# [DATA SECTION]
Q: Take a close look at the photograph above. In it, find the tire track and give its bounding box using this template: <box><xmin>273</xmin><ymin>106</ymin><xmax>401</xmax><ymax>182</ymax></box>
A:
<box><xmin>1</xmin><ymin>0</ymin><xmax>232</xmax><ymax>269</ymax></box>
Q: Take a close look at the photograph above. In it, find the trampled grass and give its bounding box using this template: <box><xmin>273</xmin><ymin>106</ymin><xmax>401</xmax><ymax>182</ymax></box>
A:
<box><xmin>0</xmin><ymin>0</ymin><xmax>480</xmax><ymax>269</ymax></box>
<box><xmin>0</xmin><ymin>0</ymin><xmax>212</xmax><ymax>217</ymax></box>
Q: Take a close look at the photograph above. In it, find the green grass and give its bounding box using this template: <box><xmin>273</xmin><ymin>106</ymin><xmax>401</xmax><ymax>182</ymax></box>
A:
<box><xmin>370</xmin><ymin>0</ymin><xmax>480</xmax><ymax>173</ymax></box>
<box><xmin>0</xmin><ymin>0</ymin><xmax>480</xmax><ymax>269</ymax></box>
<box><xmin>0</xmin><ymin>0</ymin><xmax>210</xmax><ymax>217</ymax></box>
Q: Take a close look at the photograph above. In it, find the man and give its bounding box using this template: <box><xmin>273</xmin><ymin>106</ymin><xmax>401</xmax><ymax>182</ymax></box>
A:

# [EXERCISE AIM]
Turn all the lines above into a numbered list, leaving out any blank lines.

# [WRITTEN RESPONSE]
1. Q: Take a close look at the photograph above. In it, find the tire track and give its bounding box using this template: <box><xmin>273</xmin><ymin>106</ymin><xmax>401</xmax><ymax>182</ymax></box>
2. A:
3. <box><xmin>1</xmin><ymin>0</ymin><xmax>232</xmax><ymax>269</ymax></box>
4. Q: Take a close look at the photograph above. In it, find the trampled grass and give its bounding box using this template: <box><xmin>273</xmin><ymin>106</ymin><xmax>401</xmax><ymax>182</ymax></box>
5. A:
6. <box><xmin>0</xmin><ymin>0</ymin><xmax>480</xmax><ymax>269</ymax></box>
7. <box><xmin>0</xmin><ymin>0</ymin><xmax>212</xmax><ymax>217</ymax></box>
8. Q: Take a close look at the photograph above. In it, find the green grass and give its bounding box using this template: <box><xmin>273</xmin><ymin>106</ymin><xmax>401</xmax><ymax>182</ymax></box>
9. A:
10. <box><xmin>370</xmin><ymin>0</ymin><xmax>480</xmax><ymax>173</ymax></box>
11. <box><xmin>0</xmin><ymin>0</ymin><xmax>480</xmax><ymax>269</ymax></box>
12. <box><xmin>0</xmin><ymin>0</ymin><xmax>210</xmax><ymax>217</ymax></box>
13. Q: Take a close look at the photograph above. In it, find the man and give its bounding box using this template: <box><xmin>273</xmin><ymin>106</ymin><xmax>401</xmax><ymax>182</ymax></box>
14. A:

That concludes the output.